■ **TEXT SEGMENT**:
......

The officers who took part in the overthrow of Chavez "understood the U.S. State Department's repeated statements of concern over the Chavez administration as a tacit endorsement of their plans to remove him from office if the opportunity arose." ... "The State Department had always expressed its preoccupation with Chavez," retired military officer Fernando Ochoa said after the coup. "We interpreted that as" an endorsement of his removal.

However, American officials endeavored to make the point afterward that they had not been encouraging a coup. The White House spokesperson said that such meetings and conversations with dissidents were "a normal part of what diplomats do." And the Washington Post reported:

Members of the country's diverse opposition had been visiting the U.S. embassy here in recent weeks, hoping to enlist U.S. help in toppling Chavez. The visitors included active and retired members of the military, media leaders and opposition politicians. "The opposition has been coming in with an assortment of 'what ifs," said a U.S. official familiar with the effort. "What if this happened? What if that happened? What if you held it up and looked at it sideways? To every scenario we say no. We know what a coup looks like, and we won't support it.

Of course, if the United States had been against the coup it would have informed the Venezuelan government of what was being planned and who was doing the planning and that would have been the end of it. Inasmuch as Washington normally equates democracy with free elections, here was a chance to strike a blow on behalf of democracy by saving a government that came to power through free elections on two separate occasions.

And Washington would not have financed the plotters.

Financing the coup

The National Endowment for Democracy was on the scene, as it has been for so many other Washington destabilization operations. In their reporting year ending September 30, 2000, in a clear attempt to weaken Chavez's federal power, NED gave, amongst other Venezuelan grants, $50,000 to PRODEL, a Venezuelan organization, "To promote and defend decentralization in Venezuela. PRODEL will establish and train a network of national and state legislators and mayors to monitor government decentralization activities, advocate for the rights and responsibilities of state and local government in Venezuela, and analyze and debate pending legislation affecting local government."

......

■ **SOURCE EXCERPT**:
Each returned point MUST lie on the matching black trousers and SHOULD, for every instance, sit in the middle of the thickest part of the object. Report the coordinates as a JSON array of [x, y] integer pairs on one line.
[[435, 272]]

......

■ **OBJECTIVE**:
Answer these questions from the passage on the Chavez coup:
1. Which retired military officer said that the State Department had always expressed its preoccupation with Chavez?
2. How did the White House spokesperson describe meetings and conversations with dissidents?
3. How much did the National Endowment for Democracy give PRODEL in the reporting year ending September 30, 2000?
The listing is material separate from the passage on the Chavez coup.

■ **CORRECT OUTPUT**:
1. Fernando Ochoa
2. As "a normal part of what diplomats do."
3. $50,000